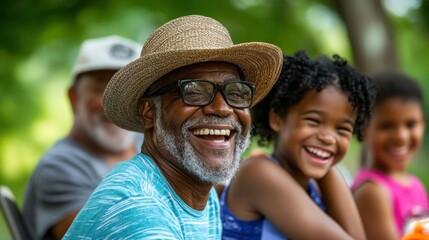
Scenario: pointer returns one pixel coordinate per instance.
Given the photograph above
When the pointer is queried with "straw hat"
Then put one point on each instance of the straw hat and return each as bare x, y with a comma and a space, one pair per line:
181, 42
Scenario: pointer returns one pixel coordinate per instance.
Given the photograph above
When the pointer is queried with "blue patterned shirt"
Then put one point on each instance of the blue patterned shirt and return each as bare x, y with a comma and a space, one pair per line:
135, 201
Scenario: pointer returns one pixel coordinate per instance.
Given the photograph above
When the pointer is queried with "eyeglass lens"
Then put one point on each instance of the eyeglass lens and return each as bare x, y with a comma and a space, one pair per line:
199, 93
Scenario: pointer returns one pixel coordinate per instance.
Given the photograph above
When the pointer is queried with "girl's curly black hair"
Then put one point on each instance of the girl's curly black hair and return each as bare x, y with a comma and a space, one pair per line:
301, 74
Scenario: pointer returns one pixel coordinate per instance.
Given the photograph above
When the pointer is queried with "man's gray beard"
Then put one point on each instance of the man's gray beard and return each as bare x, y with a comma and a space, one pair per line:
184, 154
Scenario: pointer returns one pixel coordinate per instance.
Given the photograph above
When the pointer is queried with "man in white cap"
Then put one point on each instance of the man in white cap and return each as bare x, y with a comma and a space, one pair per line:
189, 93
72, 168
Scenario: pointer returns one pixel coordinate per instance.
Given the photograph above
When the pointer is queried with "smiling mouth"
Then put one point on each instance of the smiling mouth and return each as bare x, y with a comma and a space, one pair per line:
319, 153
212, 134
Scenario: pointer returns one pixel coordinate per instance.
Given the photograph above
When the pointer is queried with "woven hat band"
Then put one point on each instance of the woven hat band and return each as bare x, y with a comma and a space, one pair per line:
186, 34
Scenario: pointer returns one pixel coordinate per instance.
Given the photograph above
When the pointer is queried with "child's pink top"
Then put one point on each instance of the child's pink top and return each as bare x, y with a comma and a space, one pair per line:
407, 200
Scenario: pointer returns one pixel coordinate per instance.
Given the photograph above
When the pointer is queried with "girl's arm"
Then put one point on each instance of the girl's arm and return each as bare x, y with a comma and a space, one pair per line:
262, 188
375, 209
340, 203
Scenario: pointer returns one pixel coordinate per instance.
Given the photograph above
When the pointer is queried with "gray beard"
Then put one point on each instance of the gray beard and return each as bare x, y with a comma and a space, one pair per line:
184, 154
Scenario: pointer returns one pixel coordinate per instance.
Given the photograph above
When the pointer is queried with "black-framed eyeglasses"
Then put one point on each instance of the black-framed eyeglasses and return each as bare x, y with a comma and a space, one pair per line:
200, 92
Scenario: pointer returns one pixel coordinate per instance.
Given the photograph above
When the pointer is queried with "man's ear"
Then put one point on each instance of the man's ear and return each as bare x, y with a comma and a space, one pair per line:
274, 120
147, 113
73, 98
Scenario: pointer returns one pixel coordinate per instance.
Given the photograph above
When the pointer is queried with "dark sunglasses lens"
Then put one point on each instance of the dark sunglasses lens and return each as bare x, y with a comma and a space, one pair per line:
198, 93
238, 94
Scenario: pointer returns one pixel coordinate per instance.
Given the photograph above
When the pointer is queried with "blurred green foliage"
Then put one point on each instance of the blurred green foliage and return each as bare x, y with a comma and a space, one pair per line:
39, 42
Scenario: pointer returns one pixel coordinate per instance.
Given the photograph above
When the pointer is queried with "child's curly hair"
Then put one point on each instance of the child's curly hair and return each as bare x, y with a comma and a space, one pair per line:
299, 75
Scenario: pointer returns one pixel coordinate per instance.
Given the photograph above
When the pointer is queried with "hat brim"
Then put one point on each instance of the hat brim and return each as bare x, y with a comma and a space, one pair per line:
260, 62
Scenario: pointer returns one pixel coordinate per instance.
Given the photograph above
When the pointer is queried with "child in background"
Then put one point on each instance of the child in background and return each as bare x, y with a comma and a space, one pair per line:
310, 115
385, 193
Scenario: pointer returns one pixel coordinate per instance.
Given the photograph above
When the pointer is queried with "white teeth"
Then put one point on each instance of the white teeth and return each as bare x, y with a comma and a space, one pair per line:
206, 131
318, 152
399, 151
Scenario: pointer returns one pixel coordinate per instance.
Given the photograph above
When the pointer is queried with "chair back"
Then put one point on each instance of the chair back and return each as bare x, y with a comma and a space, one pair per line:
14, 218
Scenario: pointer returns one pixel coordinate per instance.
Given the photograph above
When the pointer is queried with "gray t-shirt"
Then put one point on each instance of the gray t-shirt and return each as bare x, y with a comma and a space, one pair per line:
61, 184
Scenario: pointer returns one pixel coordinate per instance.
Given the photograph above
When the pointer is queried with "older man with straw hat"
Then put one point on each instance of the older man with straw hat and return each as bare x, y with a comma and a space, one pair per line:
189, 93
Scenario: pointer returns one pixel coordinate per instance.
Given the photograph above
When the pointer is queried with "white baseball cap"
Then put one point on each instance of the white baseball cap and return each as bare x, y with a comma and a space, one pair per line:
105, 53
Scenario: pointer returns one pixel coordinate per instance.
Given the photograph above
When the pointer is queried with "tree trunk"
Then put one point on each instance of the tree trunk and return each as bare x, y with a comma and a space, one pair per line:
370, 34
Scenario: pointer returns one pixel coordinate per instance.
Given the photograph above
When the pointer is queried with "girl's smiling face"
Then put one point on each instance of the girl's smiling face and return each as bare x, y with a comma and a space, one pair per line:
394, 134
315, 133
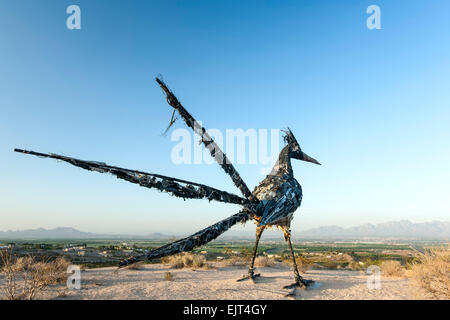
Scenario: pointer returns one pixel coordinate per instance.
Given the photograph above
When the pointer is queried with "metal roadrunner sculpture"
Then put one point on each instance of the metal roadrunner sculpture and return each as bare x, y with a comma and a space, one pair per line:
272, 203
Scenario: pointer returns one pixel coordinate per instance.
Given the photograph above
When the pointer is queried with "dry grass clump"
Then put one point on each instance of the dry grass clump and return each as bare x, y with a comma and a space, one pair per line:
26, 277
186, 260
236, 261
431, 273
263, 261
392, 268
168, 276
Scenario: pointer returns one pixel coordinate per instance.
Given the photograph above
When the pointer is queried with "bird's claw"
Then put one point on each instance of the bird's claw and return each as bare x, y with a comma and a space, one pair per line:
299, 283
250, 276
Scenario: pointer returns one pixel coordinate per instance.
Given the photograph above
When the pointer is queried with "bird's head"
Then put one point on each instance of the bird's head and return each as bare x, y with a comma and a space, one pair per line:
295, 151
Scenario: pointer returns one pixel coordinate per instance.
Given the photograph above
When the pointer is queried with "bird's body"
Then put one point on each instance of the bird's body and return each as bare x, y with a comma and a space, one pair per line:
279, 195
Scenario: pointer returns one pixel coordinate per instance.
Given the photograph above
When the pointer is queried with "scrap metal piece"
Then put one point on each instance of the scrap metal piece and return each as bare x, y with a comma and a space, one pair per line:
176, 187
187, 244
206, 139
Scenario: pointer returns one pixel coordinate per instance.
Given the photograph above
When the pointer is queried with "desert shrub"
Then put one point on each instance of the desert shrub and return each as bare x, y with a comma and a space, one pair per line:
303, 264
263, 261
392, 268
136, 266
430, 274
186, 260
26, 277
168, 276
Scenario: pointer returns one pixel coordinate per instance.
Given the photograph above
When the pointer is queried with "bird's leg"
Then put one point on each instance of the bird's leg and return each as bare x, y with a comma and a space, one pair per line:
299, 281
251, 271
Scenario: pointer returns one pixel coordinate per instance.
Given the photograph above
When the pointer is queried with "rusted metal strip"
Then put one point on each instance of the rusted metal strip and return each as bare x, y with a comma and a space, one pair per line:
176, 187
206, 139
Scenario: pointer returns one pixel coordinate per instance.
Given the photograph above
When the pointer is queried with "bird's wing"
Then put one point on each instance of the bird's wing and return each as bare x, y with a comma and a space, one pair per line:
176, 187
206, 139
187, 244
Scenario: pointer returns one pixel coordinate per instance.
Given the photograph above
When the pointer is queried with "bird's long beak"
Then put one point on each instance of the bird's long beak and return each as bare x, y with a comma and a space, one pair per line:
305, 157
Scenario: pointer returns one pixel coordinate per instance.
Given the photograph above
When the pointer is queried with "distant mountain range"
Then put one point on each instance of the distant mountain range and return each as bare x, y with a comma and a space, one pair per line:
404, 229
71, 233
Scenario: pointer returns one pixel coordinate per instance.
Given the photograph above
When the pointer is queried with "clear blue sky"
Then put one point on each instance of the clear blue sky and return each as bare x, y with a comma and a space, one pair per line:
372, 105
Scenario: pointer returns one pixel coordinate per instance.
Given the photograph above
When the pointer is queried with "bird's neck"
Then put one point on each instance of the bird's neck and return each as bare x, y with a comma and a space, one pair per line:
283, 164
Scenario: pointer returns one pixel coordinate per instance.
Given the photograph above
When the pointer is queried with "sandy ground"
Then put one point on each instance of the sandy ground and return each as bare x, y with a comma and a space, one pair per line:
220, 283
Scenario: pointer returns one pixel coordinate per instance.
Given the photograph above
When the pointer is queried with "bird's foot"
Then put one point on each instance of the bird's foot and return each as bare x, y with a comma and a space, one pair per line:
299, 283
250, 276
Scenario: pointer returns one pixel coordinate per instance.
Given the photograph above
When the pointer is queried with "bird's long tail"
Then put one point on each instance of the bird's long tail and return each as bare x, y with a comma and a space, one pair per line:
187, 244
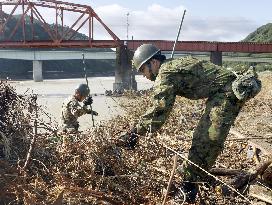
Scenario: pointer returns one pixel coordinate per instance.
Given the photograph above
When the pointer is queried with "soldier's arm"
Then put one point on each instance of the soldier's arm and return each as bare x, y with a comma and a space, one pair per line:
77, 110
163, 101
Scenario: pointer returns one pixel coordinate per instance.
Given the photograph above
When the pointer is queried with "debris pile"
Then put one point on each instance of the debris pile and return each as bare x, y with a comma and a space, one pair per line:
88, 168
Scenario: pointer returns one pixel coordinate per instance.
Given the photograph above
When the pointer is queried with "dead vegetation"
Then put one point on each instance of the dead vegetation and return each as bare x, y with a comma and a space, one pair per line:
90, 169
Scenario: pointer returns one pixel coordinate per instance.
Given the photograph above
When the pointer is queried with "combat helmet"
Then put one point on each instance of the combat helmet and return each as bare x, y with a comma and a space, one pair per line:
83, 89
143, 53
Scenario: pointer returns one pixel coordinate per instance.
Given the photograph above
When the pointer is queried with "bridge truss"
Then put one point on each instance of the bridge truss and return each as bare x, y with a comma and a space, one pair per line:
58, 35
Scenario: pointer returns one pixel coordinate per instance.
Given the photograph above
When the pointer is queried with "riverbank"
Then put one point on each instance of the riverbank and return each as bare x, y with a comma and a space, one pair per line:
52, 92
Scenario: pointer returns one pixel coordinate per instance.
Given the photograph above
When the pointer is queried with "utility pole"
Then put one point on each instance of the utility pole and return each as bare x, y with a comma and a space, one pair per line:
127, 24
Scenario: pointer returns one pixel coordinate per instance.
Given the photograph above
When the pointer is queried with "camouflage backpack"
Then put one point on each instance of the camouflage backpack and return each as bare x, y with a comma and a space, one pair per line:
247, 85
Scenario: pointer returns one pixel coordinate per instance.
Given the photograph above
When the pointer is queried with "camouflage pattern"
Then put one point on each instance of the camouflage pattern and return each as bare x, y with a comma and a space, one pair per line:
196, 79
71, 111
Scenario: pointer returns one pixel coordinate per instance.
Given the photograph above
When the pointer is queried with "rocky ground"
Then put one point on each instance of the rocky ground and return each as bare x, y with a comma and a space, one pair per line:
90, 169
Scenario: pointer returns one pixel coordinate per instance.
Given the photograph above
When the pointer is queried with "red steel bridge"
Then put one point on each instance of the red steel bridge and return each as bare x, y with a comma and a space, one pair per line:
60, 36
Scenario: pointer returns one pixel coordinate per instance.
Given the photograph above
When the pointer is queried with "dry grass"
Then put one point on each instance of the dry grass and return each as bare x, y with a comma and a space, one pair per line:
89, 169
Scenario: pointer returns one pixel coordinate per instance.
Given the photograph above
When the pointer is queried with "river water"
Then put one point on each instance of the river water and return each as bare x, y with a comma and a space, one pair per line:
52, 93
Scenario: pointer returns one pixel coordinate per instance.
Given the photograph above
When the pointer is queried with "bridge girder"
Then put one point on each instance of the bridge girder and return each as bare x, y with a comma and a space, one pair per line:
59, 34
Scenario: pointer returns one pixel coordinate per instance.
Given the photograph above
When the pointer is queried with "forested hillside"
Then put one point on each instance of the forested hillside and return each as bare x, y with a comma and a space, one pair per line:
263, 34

+--

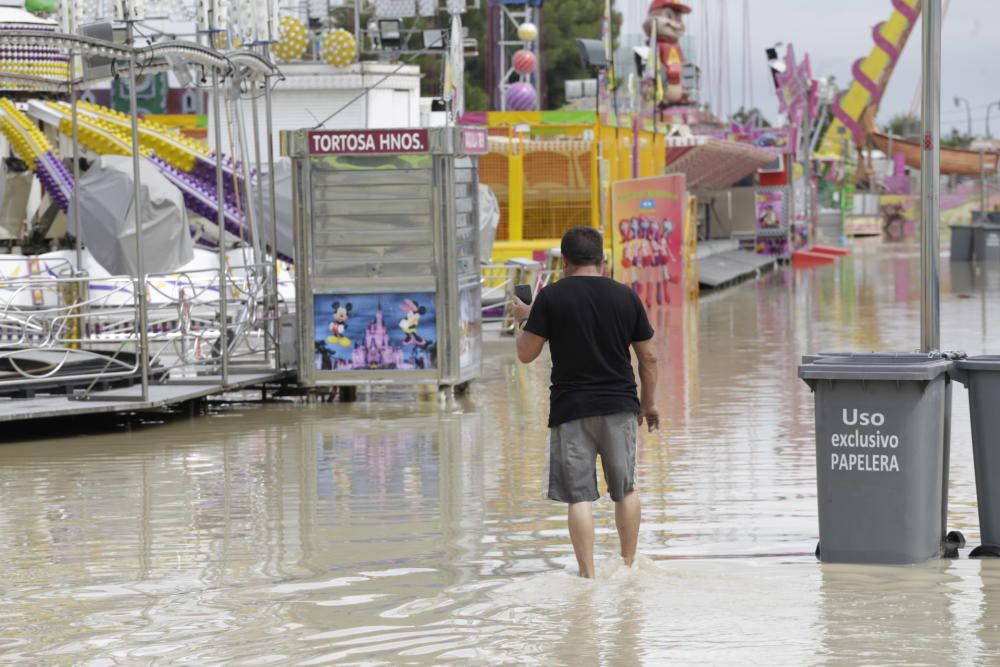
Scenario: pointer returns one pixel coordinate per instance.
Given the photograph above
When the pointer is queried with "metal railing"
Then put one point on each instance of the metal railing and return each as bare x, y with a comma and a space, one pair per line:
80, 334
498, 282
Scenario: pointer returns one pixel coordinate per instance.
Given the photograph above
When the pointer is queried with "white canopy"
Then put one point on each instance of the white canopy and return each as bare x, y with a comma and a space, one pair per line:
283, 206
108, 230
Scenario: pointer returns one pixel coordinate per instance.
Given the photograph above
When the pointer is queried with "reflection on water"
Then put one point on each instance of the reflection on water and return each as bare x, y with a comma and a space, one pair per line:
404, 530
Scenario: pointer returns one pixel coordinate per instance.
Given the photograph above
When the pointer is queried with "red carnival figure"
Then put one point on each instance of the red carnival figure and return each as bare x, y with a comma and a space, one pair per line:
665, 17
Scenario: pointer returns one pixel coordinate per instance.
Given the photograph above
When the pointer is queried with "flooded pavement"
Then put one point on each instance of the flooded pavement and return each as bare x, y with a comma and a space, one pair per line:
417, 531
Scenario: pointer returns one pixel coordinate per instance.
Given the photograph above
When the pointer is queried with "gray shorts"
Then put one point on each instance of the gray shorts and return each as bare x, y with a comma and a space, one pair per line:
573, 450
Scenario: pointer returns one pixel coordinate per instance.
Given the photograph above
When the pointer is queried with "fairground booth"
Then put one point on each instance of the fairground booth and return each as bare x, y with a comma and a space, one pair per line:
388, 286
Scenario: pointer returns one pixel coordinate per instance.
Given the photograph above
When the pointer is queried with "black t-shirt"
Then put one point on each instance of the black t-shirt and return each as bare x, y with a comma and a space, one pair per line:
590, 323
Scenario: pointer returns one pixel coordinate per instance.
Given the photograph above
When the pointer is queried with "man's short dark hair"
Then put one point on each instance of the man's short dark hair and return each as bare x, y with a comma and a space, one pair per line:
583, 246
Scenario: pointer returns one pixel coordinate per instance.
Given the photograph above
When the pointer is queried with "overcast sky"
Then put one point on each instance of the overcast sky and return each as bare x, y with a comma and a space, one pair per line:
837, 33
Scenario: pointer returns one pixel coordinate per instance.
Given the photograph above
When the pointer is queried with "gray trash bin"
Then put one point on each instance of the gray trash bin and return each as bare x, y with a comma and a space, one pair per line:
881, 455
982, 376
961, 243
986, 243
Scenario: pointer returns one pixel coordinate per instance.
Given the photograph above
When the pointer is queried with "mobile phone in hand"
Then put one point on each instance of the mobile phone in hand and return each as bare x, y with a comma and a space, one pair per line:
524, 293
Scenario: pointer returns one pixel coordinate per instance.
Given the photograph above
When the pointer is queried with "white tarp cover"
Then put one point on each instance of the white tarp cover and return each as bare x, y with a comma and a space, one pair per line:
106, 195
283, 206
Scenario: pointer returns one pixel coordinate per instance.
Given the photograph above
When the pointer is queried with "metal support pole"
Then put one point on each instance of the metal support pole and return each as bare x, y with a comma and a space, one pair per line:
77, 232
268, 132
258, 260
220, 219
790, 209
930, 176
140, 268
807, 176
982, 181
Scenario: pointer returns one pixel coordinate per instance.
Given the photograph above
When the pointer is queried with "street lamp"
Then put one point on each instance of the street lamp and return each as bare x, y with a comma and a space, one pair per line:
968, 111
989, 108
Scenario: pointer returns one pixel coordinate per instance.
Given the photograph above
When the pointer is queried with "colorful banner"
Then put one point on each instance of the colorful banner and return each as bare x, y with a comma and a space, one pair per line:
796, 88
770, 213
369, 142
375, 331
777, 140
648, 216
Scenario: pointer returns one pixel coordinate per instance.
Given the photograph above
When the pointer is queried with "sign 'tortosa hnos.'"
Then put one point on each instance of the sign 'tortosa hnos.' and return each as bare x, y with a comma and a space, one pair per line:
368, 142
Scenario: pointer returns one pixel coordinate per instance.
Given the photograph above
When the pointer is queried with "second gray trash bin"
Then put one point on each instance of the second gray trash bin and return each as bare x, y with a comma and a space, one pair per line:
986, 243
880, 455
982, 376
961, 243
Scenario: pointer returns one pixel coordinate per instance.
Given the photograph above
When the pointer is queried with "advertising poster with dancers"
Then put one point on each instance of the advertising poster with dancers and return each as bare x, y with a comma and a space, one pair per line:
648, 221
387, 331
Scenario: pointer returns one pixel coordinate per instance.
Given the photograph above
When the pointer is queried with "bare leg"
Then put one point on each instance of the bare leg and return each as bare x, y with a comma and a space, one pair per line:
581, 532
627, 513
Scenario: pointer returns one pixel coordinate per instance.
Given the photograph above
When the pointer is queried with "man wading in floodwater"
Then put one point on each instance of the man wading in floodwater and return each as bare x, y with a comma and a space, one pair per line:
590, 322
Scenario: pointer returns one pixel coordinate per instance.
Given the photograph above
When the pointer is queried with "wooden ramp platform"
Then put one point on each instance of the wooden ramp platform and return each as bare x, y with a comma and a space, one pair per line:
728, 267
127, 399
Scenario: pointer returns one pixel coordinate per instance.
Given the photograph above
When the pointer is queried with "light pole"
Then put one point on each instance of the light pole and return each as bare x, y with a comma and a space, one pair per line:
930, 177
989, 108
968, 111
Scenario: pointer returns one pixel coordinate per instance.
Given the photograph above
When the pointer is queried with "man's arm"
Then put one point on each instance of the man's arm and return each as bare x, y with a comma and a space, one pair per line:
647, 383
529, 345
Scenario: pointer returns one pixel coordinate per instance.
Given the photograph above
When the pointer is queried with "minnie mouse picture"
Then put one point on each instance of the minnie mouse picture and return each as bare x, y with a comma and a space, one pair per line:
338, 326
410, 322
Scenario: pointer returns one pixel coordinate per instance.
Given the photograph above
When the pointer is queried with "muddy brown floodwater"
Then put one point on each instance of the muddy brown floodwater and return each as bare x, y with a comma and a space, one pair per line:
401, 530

+--

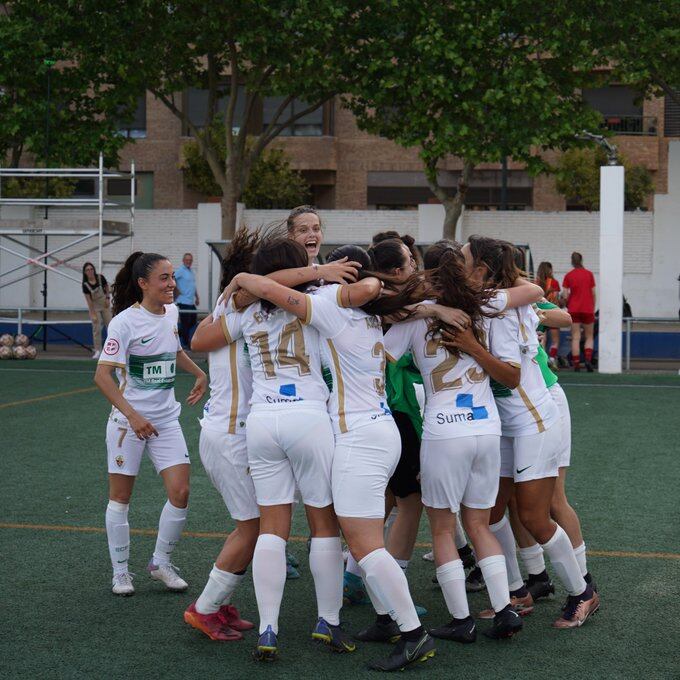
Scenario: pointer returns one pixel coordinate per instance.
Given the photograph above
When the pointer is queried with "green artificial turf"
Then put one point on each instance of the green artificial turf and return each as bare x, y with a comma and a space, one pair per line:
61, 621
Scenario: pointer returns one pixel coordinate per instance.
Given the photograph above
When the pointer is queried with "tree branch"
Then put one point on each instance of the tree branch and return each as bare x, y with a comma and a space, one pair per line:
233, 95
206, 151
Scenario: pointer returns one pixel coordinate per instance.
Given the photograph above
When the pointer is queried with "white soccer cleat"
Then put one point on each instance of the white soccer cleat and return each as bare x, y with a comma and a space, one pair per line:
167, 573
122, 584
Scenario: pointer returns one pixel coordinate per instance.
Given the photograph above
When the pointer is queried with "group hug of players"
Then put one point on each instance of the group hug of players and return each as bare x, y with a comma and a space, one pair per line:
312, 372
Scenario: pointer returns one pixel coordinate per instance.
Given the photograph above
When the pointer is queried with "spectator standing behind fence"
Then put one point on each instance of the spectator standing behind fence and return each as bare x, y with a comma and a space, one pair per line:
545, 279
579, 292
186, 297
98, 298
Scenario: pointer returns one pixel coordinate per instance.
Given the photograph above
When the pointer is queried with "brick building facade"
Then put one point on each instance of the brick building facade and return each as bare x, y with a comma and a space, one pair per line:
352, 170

+--

Return every line in the listing above that contains the word "baseball". Case counts.

Solution:
When the pointer is queried with "white baseball cap"
Then put one point on each instance of the white baseball cap and return each as bare x, y with a comma and a space, one pair per line:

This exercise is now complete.